*** Opening Excerpt provided ***

Check out the August 22nd edition of the Petrie-Flom Center’s biweekly e-newsletter for the latest on events, affiliate news and scholarship, and job and fellowship opportunities in health law policy and bioethics.
A short article in the New Yorker on my favorite topic – business models for antibiotic use and innovation.
Art Caplan has a series of new opinion pieces out on the WHO ethics advisory committee meeting that approved the use of experimental drugs to treat patients ill with Ebola.
He suggests deeper exploration of issues of informed consent, corporate responsibility, and resource allocation in this blog post for The Health Care Blog. As he writes in his piece in NBC News Health:
It is important that the WHO committee affirmed the morality of compassionate use. This addresses the concern that any use of unapproved drugs is inherently exploitative. But there are huge ethical issues that still remain unaddressed and unanswered regarding experimental interventions.
In the wake of the Canadian government’s offering 1,000 doses of an experimental Ebola vaccine to the stricken nations, he also extends the argument from allocation of treatment to allocation of prophylaxis in this opinion piece in NBC News Health:
It is ethically appropriate in the midst of a deadly contagious epidemic to try both untested treatments and experimental preventative vaccines that have shown some promise in animals and no safety issues. But with only 1,000 doses of vaccine available, who should get them? And what do they need to be told?
The most ethical way to distribute limited experimental vaccine, is, as the WHO ethics group noted, with an eye toward collecting information on safety and efficacy. Rather than just handing out vaccine to a small group of people in countries that have seen Ebola outbreaks, it is important to learn as much as possible about whether the vaccine has any efficacy in humans and is safe.
You can read more at the links above.
Amidst news from Spain that a 75-year-old Catholic priest has received the experimental treatment ZMapp for Ebola, Art Caplan critiques what he describes as the “bad science” behind choosing its recipients:
ZMapp is not the answer to the Ebola epidemic ravaging West Africa. There is no chance of getting a significant amount of this drug made for many months. Deploying more health care workers, face guards, moon suits, gloves and antiseptic, along with restrictions on travel and burying the dead, is the only way to get the epidemic under control. [...]
The fact that a 75-year-old has been given the scarce drug is especially disturbing, not because he is 75 but because 75-year-olds do not have strong immune systems — something very important in battling a virus like Ebola. Moreover 75-year-olds often have other medical problems that complicate the ability of scientists to figure out if the drug is safe and if it is really working.
In testing unapproved, highly risky drugs like ZMapp, it is crucial that recipients not be so sick that they may well die regardless of whether they get the drug or not. Indeed, the recipients ought not be very sick so that side-effects can be seen and efficacy determined. To do that, doctors need to be able to monitor experimental subjects for months to make sure the drug does not damage their livers or cause any other fatal side-effect. So not every person infected with Ebola makes for the best recipient — younger, those more recently infected and those who can be closely monitored are among the “best” candidates.

*** Closing Excerpt provided ***
*** Opening Data shown ***

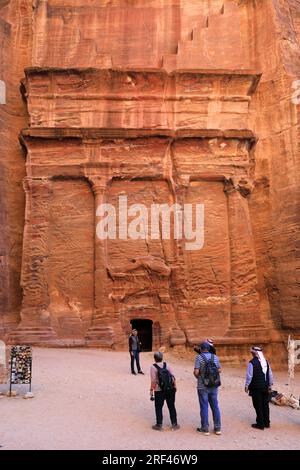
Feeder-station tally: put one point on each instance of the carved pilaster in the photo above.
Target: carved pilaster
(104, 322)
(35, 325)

*** Closing Data shown ***
*** Opening Data shown ***

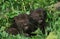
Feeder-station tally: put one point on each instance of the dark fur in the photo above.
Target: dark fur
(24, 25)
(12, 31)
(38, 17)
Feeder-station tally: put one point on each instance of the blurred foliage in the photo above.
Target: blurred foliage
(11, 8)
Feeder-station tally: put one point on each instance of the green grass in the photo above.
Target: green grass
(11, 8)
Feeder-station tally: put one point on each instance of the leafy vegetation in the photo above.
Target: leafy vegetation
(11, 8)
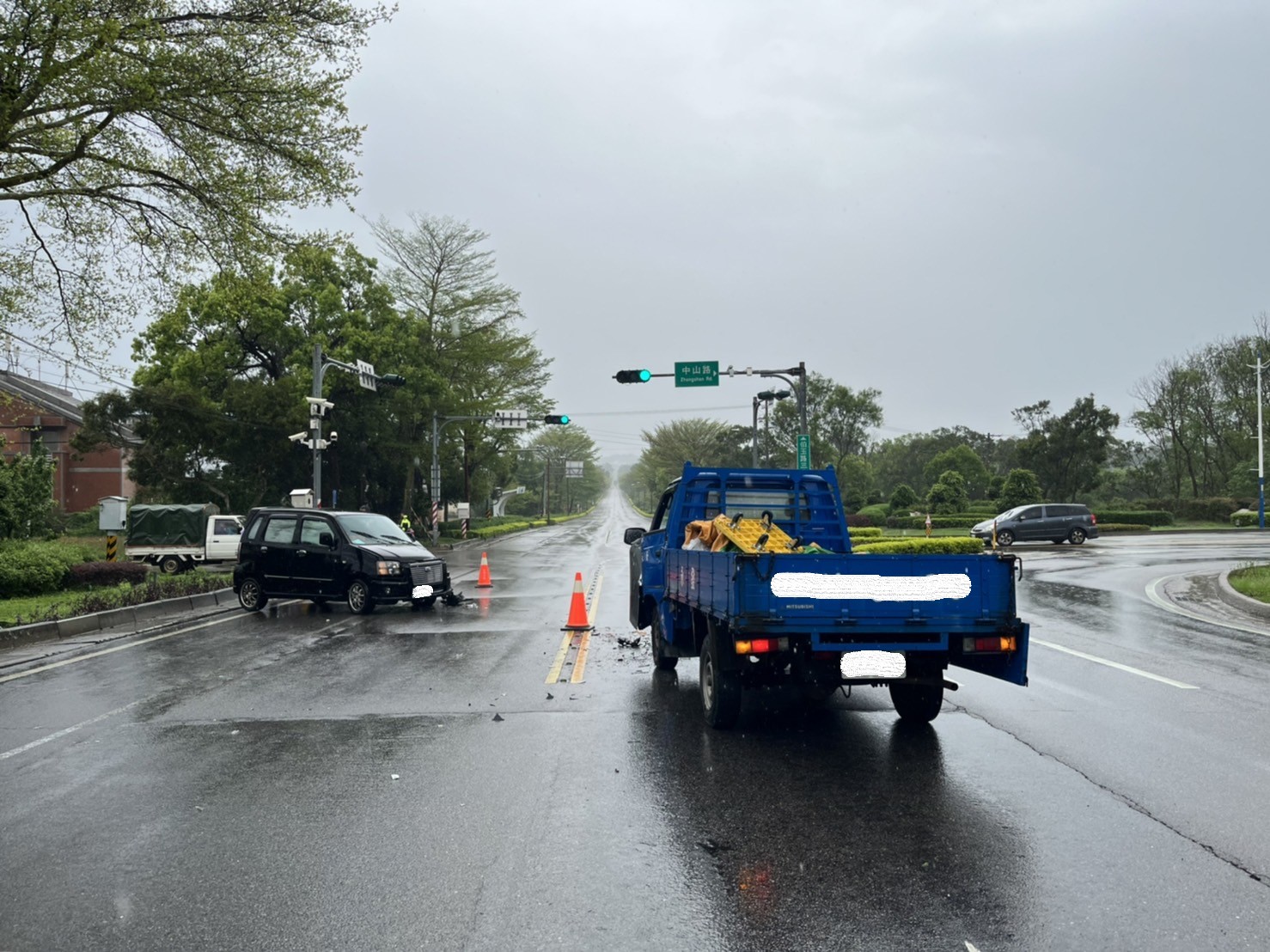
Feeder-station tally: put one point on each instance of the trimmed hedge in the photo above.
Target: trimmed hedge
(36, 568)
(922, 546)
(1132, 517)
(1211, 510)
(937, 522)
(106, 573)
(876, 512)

*** Closing Data shown ***

From the Ebola ethics excerpt, translate this sentence into Spanish: "It is important that the WHO committee affirmed the morality of compassionate use."

**Written answer**
Es importante que el comité de la OMS haya afirmado la moralidad del uso compasivo.